▶ **Task**
Type out the complete listing below word for word, without its pictures.

§

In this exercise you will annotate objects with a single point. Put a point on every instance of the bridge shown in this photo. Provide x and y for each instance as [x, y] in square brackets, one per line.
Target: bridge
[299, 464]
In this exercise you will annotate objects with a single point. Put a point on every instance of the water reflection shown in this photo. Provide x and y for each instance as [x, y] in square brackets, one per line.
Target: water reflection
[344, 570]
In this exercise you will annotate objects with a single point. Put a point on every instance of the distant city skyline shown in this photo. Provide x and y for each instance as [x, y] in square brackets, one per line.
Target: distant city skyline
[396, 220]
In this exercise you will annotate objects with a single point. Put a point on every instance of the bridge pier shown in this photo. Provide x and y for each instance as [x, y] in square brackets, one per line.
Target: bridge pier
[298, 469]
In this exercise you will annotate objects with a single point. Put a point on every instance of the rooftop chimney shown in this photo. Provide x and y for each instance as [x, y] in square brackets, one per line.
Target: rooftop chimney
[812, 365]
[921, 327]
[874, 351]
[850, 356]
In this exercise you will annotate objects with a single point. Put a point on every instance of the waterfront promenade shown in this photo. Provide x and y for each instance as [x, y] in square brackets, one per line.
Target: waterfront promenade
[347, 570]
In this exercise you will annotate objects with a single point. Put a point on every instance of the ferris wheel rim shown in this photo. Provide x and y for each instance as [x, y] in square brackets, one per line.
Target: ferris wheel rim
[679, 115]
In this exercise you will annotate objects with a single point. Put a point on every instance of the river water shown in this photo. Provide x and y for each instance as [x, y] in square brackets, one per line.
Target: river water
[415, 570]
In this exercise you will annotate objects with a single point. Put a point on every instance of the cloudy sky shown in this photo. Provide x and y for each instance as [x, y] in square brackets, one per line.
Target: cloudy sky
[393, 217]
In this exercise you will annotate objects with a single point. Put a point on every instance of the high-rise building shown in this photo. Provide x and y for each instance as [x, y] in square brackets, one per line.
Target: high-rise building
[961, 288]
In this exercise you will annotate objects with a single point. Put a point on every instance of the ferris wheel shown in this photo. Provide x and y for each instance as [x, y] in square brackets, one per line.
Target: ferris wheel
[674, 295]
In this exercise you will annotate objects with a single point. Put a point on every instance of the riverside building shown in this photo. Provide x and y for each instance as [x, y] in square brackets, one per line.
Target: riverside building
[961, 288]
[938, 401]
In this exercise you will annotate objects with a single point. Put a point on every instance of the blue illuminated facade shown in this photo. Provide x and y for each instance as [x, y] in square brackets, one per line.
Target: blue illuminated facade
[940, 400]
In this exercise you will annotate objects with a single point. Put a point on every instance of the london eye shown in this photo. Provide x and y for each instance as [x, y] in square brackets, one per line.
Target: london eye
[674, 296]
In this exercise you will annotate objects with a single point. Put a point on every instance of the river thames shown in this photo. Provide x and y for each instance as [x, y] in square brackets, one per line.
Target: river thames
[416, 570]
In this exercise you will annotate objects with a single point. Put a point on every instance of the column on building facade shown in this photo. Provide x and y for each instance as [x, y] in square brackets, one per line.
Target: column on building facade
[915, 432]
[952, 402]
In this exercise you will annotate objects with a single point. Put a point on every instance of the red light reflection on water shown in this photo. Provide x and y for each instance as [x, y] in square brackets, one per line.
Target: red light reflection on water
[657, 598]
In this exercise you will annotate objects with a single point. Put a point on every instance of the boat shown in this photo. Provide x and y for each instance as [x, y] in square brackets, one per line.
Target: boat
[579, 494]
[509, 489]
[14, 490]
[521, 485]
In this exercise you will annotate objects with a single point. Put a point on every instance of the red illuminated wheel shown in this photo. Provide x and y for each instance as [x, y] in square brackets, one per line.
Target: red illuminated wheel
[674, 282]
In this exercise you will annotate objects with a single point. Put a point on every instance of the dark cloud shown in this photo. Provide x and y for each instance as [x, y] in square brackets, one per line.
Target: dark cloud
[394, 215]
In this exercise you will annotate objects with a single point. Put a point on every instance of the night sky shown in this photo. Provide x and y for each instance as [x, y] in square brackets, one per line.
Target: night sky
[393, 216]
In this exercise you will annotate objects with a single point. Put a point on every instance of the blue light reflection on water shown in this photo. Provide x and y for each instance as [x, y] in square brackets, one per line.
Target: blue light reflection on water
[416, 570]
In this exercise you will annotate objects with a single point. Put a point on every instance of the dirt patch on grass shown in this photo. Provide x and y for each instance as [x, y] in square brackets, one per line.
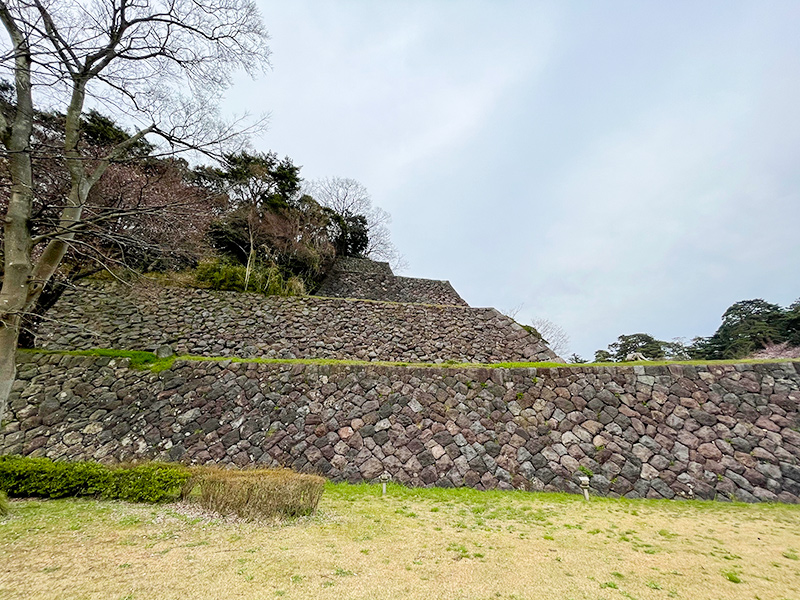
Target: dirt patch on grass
[411, 544]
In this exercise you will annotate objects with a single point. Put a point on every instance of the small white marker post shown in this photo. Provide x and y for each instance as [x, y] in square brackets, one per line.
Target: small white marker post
[584, 486]
[384, 478]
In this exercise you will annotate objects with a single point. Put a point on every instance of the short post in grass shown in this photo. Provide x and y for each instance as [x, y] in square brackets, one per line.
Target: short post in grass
[384, 478]
[584, 481]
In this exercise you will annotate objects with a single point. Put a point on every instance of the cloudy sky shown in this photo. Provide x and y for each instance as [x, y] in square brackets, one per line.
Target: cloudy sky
[614, 167]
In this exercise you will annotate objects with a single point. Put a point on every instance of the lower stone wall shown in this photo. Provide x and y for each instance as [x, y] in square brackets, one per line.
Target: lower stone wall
[716, 431]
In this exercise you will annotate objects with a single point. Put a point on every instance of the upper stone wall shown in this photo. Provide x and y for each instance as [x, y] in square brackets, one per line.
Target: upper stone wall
[372, 280]
[209, 323]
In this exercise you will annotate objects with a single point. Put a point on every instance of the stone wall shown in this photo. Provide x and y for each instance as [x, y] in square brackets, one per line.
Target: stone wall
[716, 431]
[359, 278]
[207, 323]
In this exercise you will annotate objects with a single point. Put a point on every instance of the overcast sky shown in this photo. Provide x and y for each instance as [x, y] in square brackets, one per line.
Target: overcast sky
[614, 167]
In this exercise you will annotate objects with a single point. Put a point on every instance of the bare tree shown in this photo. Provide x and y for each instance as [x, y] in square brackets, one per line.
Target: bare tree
[163, 63]
[349, 197]
[555, 336]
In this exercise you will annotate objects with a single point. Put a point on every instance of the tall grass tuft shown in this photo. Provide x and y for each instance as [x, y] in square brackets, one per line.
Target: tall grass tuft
[256, 493]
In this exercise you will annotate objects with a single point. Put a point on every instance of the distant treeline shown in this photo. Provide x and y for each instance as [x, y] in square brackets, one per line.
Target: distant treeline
[747, 327]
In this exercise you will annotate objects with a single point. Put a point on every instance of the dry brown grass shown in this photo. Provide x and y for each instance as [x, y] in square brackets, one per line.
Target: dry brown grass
[419, 544]
[256, 493]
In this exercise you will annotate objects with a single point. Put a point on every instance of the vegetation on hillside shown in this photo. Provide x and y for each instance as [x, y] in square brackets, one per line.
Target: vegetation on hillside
[241, 224]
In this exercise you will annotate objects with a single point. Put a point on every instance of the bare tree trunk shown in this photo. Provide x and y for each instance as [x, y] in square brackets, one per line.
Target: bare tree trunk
[18, 288]
[251, 254]
[8, 365]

§

▶ **Answer box**
In this exercise you will annotate objects with a single point. Put a point on every instance of the bridge shown in this photo. Provide x and y for each instance as [x, y] in square brackets, one per line.
Target: bridge
[299, 464]
In this exercise you will annotate objects with a single point. Put a point on every instance of the water reflection shown in this photo. Provide x and y for each instance as [x, y] in square brackets, one per line.
Target: water reflection
[344, 570]
In this exercise you will annotate objects with a single point. Put a point on every instance of the distant city skyline shown in this photo. Provide x and y for each instance as [x, y] in square brackets, one per line.
Target: distant city skyline
[396, 220]
In this exercise you will annotate objects with a single point. Put a point on every instance of the bridge pier shown in this photo. Provide x and y for each instance as [x, y] in square brackets, one per line.
Target: bridge pier
[298, 469]
In this exercise you will annotate objects with a single point. Put a point on every instance of the rooftop chimney shown in this photo. Provide x and y for each instance as [x, y] in square brackets, one per line.
Target: rooftop chimney
[812, 365]
[921, 327]
[874, 351]
[850, 356]
In this exercise you will annotate objects with a single point. Put a point on every instance of the waterfront promenade shown in this photo. Provide x and y for each instance as [x, y] in square brackets, one per line.
Target: waterfront promenade
[347, 570]
In this exercise you will annotate objects with a single point. Put a point on every instance of the ferris wheel rim shown in this photo. Provide x and y for each instance as [x, y] in square brackets, one per line.
Target: ferris wheel rim
[679, 115]
In this exercise you will annotate objects with a single point. Put a point on every instance of the river water shown in this photo. Provide x and y for each instance as [x, y] in square brackets, one per line.
Target: river water
[415, 570]
In this exercise you will annotate objects with a single point. Put a point on every instance of the cloudy sky shown in this photo. Provide x and y for each instance as [x, y] in square brackets, one per line.
Target: cloudy sky
[393, 217]
In this exercise you will annotate objects with a single point. Put a point on every instance of the high-rise building shown in this photo. Provide x and y for each instance as [x, y] in square brackets, one per line.
Target: high-rise building
[961, 288]
In this exercise you will annotate objects with a single point. Put a point on every instance of the ferris wheel shown in this photo. Provide x and y for each instance as [x, y] in square brackets, one per line.
Target: ferris wheel
[674, 295]
In this exercise you will annotate objects with a single point. Put a point on every instance of the riverside building shown in this photo. Provide x and y for each instance as [x, y] in square brackets, one per line.
Target: riverside building
[961, 288]
[938, 401]
In this exercise you will annotate objects with a single point. Put a point on every instance of the blue illuminated facade shown in this photo. Provide x and y for each instance as [x, y] in square brackets, one per line.
Target: blue illuminated facade
[940, 400]
In this exercise you will annotate objects with a single point. Put a point on every instance of the london eye shown in this photo. Provide x and y for each instance as [x, y] in square brackets, one per line.
Target: london eye
[674, 296]
In this exercise you will annotate objects with a single point. Put a point on every instance of the river thames shown in this photo. Provide x and y for each instance as [x, y] in square brackets, one per line.
Target: river thames
[416, 570]
In this exercise you will annotate objects with a single point. Put a point on every instance of the column on building facade shown in this photo. Provide x and y for each instance as [x, y] in square brackets, one per line.
Target: column on building facade
[915, 432]
[952, 402]
In this exercise you will annotate objects with a single point. Put a point on every instance of the red light reflection on water shown in this photo. Provide x and y for each instance as [x, y] in square brackets, one per line.
Target: red light reflection on water
[657, 598]
In this exercise you will annotate objects with a single point. Put a point on every instance of the boat shown in this photo. Provide x and y for each instance as [x, y] in square brackets, one per line.
Target: boat
[579, 494]
[509, 489]
[14, 490]
[521, 485]
In this exercise you will annotate objects with a single point. Put a point on every instance of the red illuminated wheel shown in this photo. Provide x and y for each instance as [x, y] in square brackets, one per line.
Target: red illuminated wheel
[674, 282]
In this exercise you will annotate objects with a single point. Put a point on every instance of the dark cloud shown in this photo. Provide x and y for each instance as [x, y] in square brackets, one per line.
Target: dark cloud
[394, 215]
In this exercise you will annotate objects with a single point. Put a point on every instance of the night sky shown in this photo. Provide x and y for each instance as [x, y] in square brackets, one per line.
Target: night sky
[393, 216]
In this exercise you will annotate objects with a single point. Put a point on every instance of the blue light reflection on water shown in this photo. Provide x and y for each instance as [x, y] in square brackets, one per line.
Target: blue light reflection on water
[416, 570]
In this exercise you will annotate objects with a single point. Put a point on every instance of the dirt patch on grass shown in this photo. Provide x and y for each instance as [x, y] in square brackets, one per line.
Target: dirt patch on grass
[411, 544]
In this exercise you will annotate objects with a single point. Put a point on every instance of the small white marker post shown in this photo. Provide x and y for each instance as [x, y] in square brackets, one per line.
Target: small white marker post
[584, 486]
[384, 478]
In this exercise you will annotate objects with a single point. Put a point on every instance of the short post in grass shown in this photo. Provide x and y for each instance as [x, y] in square brackets, one per line.
Target: short post in grass
[384, 478]
[584, 481]
In this exercise you will annotate objects with a single point. Put a point on every instance of the cloudy sky shown in this photo. Provide x and y for each instance as [x, y] in square brackets, one per line.
Target: cloudy sky
[614, 167]
In this exercise you will annotate objects with a single point. Put a point on every instance of the lower stone wall shown in this photo. Provide x and y for each instance as [x, y] in square brackets, one per line.
Target: lower stone wall
[716, 431]
In this exercise you will annotate objects with a single point. Put a point on every instance of the upper stone wall shown in this photo. Provide x and y for each instance as [x, y] in square brackets, one per line.
Target: upper stone wall
[372, 280]
[209, 323]
In this exercise you will annotate objects with a single point. Put a point on every instance of the stone wall shown in this photo. Provide x and y for each instance as [x, y] in square brackets, one per line.
Target: stone wall
[716, 431]
[359, 278]
[207, 323]
In this exercise you will annotate objects with a single point. Put a point on every instance of the overcast sky shown in this photo. Provide x and y for each instance as [x, y] in square brackets, one per line.
Target: overcast sky
[614, 167]
In this exercise you will annotate objects with a single point. Put a point on every instance of the bare tree shown in this photo. Provide x and y for each instance as [x, y] in square brackets, one per line.
Target: bare tree
[163, 63]
[349, 197]
[555, 336]
In this exercise you will annotate objects with a single point. Put a point on every instance of the tall grass tuft shown in this photo. Provide x and y for each instance as [x, y] in square brackets, one per line.
Target: tall grass tuft
[256, 493]
In this exercise you will annotate objects with a single point. Put a point on every instance of the distant treeline shown in this photo. Provide x and y for each instance as [x, y] in square brackets, one per line.
Target: distant treeline
[747, 327]
In this exercise you will annotate objects with a single point. Put a point on every instance of the dry brown grass shown in this photo. Provide x and y for each instance as [x, y] in square brackets, one per line.
Target: dry brown grass
[419, 544]
[256, 493]
In this exercise you will annotate objects with a single point. Put a point on every instance of the vegetation on hillside shown in this photo. Provide x and y for each instance as [x, y] in square brackets, one per line.
Target: vegetation on hillside
[241, 224]
In this exercise you will annotate objects with a single point. Put a point on every instance of the bare tree trunk shown in this photo. Provide x and y for each instance as [x, y] in square brackets, one per line.
Target: bare tree trunk
[18, 288]
[251, 254]
[8, 365]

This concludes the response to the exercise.